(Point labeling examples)
──────────

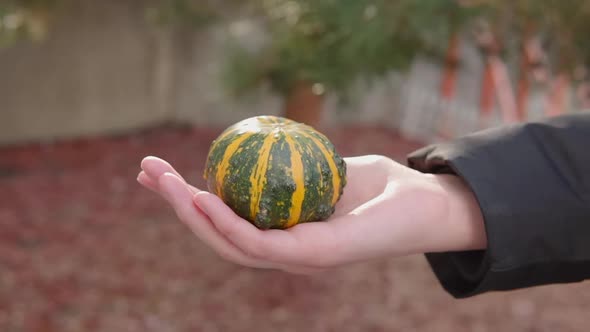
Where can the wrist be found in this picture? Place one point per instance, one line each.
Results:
(462, 226)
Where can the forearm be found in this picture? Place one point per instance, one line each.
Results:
(462, 227)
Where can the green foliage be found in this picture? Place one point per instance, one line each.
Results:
(24, 20)
(336, 43)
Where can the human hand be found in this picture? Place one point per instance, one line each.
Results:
(386, 210)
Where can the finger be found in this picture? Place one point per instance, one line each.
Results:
(147, 182)
(155, 167)
(181, 199)
(273, 245)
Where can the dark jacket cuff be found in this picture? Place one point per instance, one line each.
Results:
(532, 182)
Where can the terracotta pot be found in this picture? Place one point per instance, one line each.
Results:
(303, 105)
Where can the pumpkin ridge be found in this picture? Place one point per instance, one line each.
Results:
(258, 176)
(223, 167)
(297, 174)
(331, 164)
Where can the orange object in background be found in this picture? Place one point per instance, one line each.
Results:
(556, 102)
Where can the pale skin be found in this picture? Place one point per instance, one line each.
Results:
(387, 210)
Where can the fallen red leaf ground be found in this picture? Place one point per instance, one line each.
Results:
(84, 248)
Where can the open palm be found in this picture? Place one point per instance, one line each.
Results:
(361, 228)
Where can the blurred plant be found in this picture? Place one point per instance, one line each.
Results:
(24, 20)
(331, 44)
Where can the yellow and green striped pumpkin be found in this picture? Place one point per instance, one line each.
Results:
(275, 172)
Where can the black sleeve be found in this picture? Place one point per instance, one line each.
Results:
(532, 182)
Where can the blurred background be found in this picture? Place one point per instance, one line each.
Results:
(88, 88)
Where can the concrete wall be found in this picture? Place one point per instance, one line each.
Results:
(105, 69)
(97, 72)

──────────

* Task: Copy every one of the records above word for word, leaving out the pictures.

* Exercise response:
Where can the wrist be found in this picture? Place one point per instance, one line each.
Results:
(462, 226)
Where can the forearm be found in this picture? Place one point per instance, one line each.
Results:
(462, 227)
Where can the green foliage be found in this picture? Place one point per instance, one line each.
Results:
(24, 20)
(336, 43)
Where can the human hand be found in this picture? Place one point per instance, one line each.
Results:
(386, 210)
Where can the finger be found in this picture? Place one point per instance, one line each.
Results:
(147, 182)
(155, 167)
(181, 199)
(273, 245)
Where can the dark jacket cuff be found in this picture? Place one point per instance, one line each.
Results:
(532, 182)
Where can the terracotta pot be found in this picture? Place one point per instance, one line each.
Results:
(303, 105)
Where can the pumpkin ridge be found in this picture? Place one point per instance, one line each.
Results:
(258, 176)
(223, 167)
(297, 174)
(331, 164)
Where can the orange object in background be found in this picture? Place one point per instance, one line each.
Results:
(556, 102)
Where can the pale skin be found in this picture? Place one point per instance, one line each.
Results:
(387, 210)
Where can the fallen red leaf ground be found in this picture? Place one point per instance, one line each.
Results:
(84, 248)
Where can the open palm be found in this picture? Place one point per instance, one line each.
Results:
(361, 228)
Where can the blurred plant be found in this picture? Place one point per instance, one line each.
Results:
(24, 20)
(331, 44)
Where can the yellow and green striped pumpkin be found in this picture? Place one point per instance, one line each.
Results:
(275, 172)
Where can the black sleeve be found in this picture? Place one point per instance, one line each.
Results:
(532, 182)
Where can the blurred background be found in this picture? Place one point per instance, one line each.
Results:
(88, 88)
Where can the concrete wall be found in this picture? Place one point per instance, one line each.
Results:
(105, 69)
(97, 72)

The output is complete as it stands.